◆ **WHAT NEEDS TO BE DONE**
Set down each of the lines below exactly as it appears, keeping every line in its original order.

◆ **GIVEN DATA**

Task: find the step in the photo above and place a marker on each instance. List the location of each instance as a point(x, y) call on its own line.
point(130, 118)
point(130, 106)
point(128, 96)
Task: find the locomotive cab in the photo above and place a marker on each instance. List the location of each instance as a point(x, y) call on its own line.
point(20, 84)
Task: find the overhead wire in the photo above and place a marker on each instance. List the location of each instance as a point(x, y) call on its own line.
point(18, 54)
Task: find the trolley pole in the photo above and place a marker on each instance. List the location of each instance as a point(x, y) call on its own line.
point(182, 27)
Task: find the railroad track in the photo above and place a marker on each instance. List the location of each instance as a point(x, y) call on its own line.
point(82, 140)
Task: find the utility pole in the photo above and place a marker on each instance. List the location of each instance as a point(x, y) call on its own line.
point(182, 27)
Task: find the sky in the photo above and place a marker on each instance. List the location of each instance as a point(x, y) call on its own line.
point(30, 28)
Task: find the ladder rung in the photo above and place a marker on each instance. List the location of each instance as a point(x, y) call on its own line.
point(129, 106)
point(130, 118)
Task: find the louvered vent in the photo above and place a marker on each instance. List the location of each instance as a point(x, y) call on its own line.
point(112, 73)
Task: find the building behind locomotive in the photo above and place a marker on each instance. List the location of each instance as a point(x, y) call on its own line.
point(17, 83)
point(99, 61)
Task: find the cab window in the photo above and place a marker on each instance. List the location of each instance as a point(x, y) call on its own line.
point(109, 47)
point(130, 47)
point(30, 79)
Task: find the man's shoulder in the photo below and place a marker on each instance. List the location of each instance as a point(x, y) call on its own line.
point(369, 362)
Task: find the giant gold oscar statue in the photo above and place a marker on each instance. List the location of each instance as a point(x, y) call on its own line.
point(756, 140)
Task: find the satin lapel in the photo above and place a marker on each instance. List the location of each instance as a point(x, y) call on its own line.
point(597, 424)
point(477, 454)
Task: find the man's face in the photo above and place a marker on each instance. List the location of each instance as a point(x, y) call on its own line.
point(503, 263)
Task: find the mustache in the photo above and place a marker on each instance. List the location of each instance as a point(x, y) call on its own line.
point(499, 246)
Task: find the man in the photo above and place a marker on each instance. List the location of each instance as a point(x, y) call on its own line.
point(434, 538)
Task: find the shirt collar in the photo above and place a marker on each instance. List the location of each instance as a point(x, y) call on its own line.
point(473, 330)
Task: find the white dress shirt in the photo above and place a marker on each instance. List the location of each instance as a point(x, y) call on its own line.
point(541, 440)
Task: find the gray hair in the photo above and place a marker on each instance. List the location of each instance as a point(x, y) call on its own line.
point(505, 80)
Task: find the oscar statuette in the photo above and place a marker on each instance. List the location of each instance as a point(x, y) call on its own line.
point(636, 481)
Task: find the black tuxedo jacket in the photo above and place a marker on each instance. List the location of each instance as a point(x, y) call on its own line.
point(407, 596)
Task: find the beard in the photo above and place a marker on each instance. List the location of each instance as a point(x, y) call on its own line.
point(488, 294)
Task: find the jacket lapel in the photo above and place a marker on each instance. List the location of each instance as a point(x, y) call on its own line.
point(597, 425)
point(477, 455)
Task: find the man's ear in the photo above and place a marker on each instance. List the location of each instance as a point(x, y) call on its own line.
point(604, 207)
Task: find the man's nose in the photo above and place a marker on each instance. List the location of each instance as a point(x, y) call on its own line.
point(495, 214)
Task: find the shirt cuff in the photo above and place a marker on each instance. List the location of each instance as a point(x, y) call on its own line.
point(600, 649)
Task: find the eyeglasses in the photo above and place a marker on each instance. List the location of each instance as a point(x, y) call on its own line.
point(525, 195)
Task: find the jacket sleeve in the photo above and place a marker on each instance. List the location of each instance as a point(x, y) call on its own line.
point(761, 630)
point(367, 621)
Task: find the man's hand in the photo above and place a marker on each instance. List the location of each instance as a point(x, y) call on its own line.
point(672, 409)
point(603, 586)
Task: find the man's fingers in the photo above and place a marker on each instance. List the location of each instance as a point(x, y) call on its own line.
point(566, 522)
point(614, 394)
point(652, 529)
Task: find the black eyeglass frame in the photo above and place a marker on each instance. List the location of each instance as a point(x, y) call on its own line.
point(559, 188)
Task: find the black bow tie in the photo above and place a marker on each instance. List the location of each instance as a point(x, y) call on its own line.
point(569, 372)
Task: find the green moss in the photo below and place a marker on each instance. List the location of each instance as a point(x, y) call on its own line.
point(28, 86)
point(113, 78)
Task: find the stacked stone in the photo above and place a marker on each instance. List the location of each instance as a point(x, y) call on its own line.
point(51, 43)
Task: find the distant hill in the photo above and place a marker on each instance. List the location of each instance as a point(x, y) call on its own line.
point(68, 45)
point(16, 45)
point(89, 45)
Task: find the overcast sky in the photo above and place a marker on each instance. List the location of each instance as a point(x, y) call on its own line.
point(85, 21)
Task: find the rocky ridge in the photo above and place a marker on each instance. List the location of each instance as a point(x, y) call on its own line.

◆ **COMPLETE ANSWER**
Task: find the step in the photo above and place a marker on each instance. List the location of each instance as a point(x, y) call on its own line.
point(130, 118)
point(130, 106)
point(128, 96)
Task: find the locomotive cab in the photo above and place a marker on each instance. List the location of each instance as a point(x, y) call on its own line.
point(20, 84)
Task: find the overhead wire in the photo above and place a marker on each instance. List the location of each instance as a point(x, y) call on its own line.
point(18, 54)
Task: find the trolley pole in the photo above and place a marker on each instance. List the location of each instance as a point(x, y) call on its own line.
point(182, 27)
Task: find the railroad track in the photo above and place a marker on each instance. List the location of each instance as a point(x, y) call on its own line.
point(82, 140)
Task: find the utility pole in the photo above and place a marker on each instance. List the location of each instance as a point(x, y) call on its own line.
point(182, 27)
Task: find the sky in the photo above and place a marker on each instance. List the location of each instance as a point(x, y) call on its own line.
point(30, 28)
Task: find the ladder rung in the photo above and place a marker on each instance. List the location of each instance as a point(x, y) call on its own line.
point(129, 106)
point(130, 118)
Task: find the louvered vent in the photo above and place a marker on each instance. List the location of each instance as a point(x, y) call on its own line.
point(112, 73)
Task: find the building behind locomotive in the photo above and place a marker on each instance. List the location of each instance as a point(x, y) call on its own line.
point(17, 83)
point(99, 61)
Task: find the cab window in the photo above and place a marker on each instance. List the location of each instance as a point(x, y) call on its own line.
point(109, 47)
point(130, 47)
point(30, 79)
Task: find the man's shoulder in the photo below and place a marker on each instance. List the location of each instance as a point(x, y) call on its own line.
point(369, 362)
Task: find the giant gold oscar statue in the photo above and place a marker on each instance. List the location of each instance as a point(x, y) call on its own line.
point(756, 140)
Task: find the satin lapel in the photo above and place a marker on each instance. List the location of each instance as a point(x, y) call on its own line.
point(597, 424)
point(477, 454)
Task: find the man's face in the photo above and place a marker on each instance. List the location of each instance as a point(x, y) call on its own line.
point(503, 263)
Task: find the mustache in the photo above and place a marker on each instance. List the location of each instance as a point(x, y) call on its own line.
point(499, 246)
Task: find the man in the photo above and place a marker on each instance. List the location of each instance as a point(x, y) call on its own line.
point(434, 538)
Task: find the shirt collar in the photo above and place a marker on each instance. List the location of each instance as a point(x, y) call on its own line.
point(473, 330)
Task: find the white dress shirt in the photo above and place a marker on each instance. List the location of each instance as a point(x, y) call on its own line.
point(541, 440)
Task: find the gray hair in the photo above and place a marker on each instance. List the location of each instance as a point(x, y) call on its own line.
point(505, 80)
Task: find the oscar statuette in the photo above and place a marker on each instance. List the location of each instance as a point(x, y) call on its own line.
point(636, 481)
Task: find the black tuxedo jacket in the photo above and place a marker on each instance. List the location of each instance as a point(x, y) call on its own line.
point(407, 596)
Task: find the beard in the photo above and place a marker on each instance. List the location of each instance as a point(x, y) call on its own line.
point(488, 294)
Task: find the jacket lapel in the photo above and place a marker on each instance. List the location of each instance as a point(x, y) call on its own line.
point(597, 425)
point(477, 455)
Task: find the man's ear in the photo above and place a marker on each instance. List the location of each instance as a point(x, y) call on its own line.
point(604, 207)
Task: find the man's nose in the photo above and place a marker on each instance. List the location of each instance as a point(x, y) call on its own line.
point(495, 214)
Task: find the shirt cuff in the photo above and place a marker on each instance. List the location of each instance as a point(x, y) call on its own line.
point(600, 649)
Task: find the eyeglasses in the photo above and place a marker on each instance. List the location of each instance as a point(x, y) call on its own line.
point(525, 195)
Task: find the jacket sleeve in the photo above and place a marker on each instance. List the location of each instance as a point(x, y) call on its own line.
point(761, 630)
point(367, 621)
Task: find the man's hand in the photo above and place a marker on each instance. List the location of each instance as a point(x, y) call on its own line.
point(672, 409)
point(603, 586)
Task: find the man's fingers in the photo above and place a marker on each instance. List the location of each instance as a point(x, y) call on its own line.
point(566, 522)
point(614, 394)
point(652, 529)
Task: find the black eyeglass frame in the photo above and place a marker on each instance. List the location of each instance as a point(x, y) call on its own line.
point(559, 188)
Task: find the black bow tie in the photo above and place a marker on each instance. List the location of each instance as a point(x, y) call on its own line.
point(569, 372)
Task: find the green moss in the photo below and place a marker on each instance. List the location of each instance as a point(x, y) call on its own line.
point(28, 86)
point(113, 78)
Task: find the stacked stone in the photo above and place a marker on each instance. List the location of each instance as a point(x, y) call on its own line.
point(51, 43)
Task: find the distant hill in the photo above and place a marker on each instance. List the location of each instance as a point(x, y) call on its own line.
point(68, 45)
point(16, 45)
point(89, 45)
Task: find the overcast sky in the photo above and place a marker on each instance. List the location of each instance as a point(x, y) call on its own line.
point(85, 21)
Task: find the rocky ridge in the photo above and place a marker on each instance. List the location of each instance as a point(x, y) call on its own line.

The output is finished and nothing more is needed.